Given exercise:
Answer these questions about the film review:
1. What year does the review's header give for the film?
2. For how long did the reviewer work side by side with the gorgeous but troubled woman?
3. Which of Roman Polanski's films does the review say this one was?
* BEGIN Extract *
REVIEW: “Repulsion” (1965)
TAGLINE: “The nightmare world of a virgin’s dreams becomes the screen’s shocking reality!”
A beautiful girl. Luminously, transcendently beautiful. Men are poleaxed, distracted, challenged; women are both envious and intrigued. But the more time you spend with her, talk to her, observe her, the more it becomes clear there is something… off. I knew a girl something like her in college. And for more than a year, I worked side by side with a woman who was drop-dead gorgeous – but not quite right. The situation grew ever more unsettling, as the depth of disturbance slowly revealed itself.
And that is the type of damaged creature director Roman Polanski explores to devastating effect, in his first English-language film. It’s a sensitive, probing, gut-wrenching journey he takes us on. That journey begins innocuously enough, with Carol seeming merely eccentric – perhaps charmingly so – but then veers sharply toward the horrific. It then never deviates from that path, all the way through the film’s shocking conclusion.
* END Extract *
* BEGIN Record extracts *
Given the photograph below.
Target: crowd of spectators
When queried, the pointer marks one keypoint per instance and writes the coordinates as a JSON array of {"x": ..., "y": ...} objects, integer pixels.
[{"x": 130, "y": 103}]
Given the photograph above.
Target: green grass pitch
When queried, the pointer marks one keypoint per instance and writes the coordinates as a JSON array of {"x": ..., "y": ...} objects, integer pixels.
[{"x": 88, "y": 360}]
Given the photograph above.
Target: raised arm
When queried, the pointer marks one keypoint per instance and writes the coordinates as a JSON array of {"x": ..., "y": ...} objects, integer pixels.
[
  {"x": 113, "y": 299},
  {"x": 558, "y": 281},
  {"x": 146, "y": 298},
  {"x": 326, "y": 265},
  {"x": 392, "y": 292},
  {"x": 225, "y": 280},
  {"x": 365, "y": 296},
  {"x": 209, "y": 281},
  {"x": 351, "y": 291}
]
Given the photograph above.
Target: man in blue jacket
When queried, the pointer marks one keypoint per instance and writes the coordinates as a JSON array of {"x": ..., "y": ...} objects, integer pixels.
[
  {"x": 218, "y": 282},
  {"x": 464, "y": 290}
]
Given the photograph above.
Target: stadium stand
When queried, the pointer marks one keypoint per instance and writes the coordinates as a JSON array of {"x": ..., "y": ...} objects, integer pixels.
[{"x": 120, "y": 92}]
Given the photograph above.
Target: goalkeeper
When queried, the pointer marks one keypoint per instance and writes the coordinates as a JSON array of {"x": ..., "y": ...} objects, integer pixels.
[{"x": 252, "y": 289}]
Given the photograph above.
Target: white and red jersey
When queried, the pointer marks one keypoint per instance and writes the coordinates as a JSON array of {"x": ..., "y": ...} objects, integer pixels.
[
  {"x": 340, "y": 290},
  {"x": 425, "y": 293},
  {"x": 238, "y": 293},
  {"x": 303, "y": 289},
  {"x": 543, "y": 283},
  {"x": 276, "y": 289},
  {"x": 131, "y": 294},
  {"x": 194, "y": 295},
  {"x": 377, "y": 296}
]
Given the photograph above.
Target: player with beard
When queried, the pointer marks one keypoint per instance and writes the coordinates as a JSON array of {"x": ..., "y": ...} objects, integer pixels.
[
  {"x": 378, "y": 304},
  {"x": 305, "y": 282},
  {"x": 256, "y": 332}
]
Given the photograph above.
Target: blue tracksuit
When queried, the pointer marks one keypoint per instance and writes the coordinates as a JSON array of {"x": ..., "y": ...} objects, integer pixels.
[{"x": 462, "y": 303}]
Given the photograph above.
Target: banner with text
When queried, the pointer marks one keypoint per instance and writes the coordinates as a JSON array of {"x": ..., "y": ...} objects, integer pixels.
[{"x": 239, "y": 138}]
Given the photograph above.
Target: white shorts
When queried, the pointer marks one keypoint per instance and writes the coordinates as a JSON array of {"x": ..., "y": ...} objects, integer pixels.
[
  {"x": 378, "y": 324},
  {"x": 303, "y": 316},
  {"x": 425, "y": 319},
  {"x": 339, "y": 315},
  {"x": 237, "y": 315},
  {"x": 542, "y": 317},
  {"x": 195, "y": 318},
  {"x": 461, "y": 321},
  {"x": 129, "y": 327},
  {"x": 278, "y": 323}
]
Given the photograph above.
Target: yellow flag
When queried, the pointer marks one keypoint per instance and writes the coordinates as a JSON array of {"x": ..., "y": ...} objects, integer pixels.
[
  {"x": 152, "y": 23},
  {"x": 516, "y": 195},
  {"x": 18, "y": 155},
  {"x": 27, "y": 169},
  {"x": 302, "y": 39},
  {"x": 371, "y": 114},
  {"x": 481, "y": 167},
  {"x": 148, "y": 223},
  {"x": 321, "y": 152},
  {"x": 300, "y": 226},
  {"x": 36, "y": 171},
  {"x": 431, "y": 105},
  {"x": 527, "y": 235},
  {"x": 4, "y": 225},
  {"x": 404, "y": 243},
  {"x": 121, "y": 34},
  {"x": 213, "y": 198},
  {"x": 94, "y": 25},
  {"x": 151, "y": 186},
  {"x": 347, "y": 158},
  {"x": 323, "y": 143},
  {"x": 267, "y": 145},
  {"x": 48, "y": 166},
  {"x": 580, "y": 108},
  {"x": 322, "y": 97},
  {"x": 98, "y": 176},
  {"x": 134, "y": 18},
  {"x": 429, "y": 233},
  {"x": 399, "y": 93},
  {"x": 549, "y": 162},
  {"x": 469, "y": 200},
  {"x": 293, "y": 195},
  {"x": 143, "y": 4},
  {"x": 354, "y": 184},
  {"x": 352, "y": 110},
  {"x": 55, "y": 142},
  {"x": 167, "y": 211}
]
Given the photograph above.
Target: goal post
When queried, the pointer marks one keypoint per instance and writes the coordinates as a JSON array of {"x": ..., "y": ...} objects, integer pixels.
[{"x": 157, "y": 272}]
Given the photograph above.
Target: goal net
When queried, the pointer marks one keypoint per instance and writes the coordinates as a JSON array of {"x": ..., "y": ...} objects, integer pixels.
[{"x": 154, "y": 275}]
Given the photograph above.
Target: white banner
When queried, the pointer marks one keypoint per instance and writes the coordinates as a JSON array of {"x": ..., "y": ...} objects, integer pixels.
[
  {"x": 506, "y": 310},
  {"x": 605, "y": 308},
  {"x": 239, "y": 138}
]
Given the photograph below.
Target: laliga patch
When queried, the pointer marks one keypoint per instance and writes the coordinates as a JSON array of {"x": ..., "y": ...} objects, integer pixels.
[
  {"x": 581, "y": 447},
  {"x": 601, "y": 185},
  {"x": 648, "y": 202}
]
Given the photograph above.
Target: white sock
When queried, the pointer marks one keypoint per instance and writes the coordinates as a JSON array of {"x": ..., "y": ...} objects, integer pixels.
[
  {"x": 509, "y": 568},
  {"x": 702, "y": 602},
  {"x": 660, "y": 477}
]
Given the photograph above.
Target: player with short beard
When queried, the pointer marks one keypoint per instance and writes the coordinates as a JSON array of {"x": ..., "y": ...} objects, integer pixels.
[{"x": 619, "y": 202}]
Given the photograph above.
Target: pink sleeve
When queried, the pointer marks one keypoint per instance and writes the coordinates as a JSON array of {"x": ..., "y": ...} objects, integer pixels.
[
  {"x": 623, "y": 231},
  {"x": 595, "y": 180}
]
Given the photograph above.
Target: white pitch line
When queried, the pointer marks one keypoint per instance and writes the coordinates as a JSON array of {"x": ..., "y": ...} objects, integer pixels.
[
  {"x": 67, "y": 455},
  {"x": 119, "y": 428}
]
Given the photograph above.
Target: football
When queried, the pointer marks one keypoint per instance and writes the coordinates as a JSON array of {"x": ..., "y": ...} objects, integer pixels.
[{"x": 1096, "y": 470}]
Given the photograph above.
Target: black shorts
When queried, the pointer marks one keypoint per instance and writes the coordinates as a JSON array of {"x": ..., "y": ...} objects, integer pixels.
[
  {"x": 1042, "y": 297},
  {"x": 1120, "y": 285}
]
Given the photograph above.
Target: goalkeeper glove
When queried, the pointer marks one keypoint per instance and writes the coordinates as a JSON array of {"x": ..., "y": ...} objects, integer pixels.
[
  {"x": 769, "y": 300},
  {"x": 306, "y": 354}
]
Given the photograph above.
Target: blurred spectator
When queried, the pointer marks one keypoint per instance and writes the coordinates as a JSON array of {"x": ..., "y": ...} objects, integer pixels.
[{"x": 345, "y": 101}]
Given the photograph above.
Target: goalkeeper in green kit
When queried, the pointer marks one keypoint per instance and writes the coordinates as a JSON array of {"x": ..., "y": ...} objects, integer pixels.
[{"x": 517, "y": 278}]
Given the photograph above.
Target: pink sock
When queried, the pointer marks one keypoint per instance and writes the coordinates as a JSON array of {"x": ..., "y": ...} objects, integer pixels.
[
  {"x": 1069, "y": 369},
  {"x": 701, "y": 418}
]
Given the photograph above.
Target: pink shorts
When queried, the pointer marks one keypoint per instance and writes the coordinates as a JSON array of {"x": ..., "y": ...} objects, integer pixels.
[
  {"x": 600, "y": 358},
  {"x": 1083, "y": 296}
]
* END Record extracts *
Answer for this exercise:
1. 1965
2. More than a year
3. His first English-language film